Location identification entries:
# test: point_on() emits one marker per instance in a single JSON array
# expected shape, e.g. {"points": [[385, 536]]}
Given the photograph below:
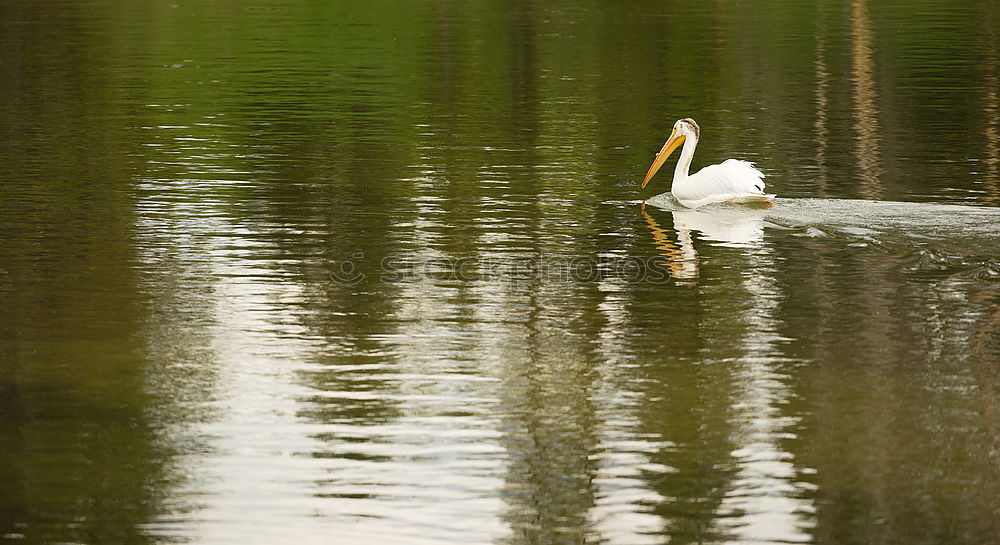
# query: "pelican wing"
{"points": [[733, 180]]}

**Exercise objective**
Copy the listing above verbatim, leaving out the pictures.

**Task result**
# test: point_on() emits one marker per instance in a single JSON array
# expected shape, e.g. {"points": [[385, 536]]}
Given the photograph below:
# query: "pelican wing"
{"points": [[733, 180]]}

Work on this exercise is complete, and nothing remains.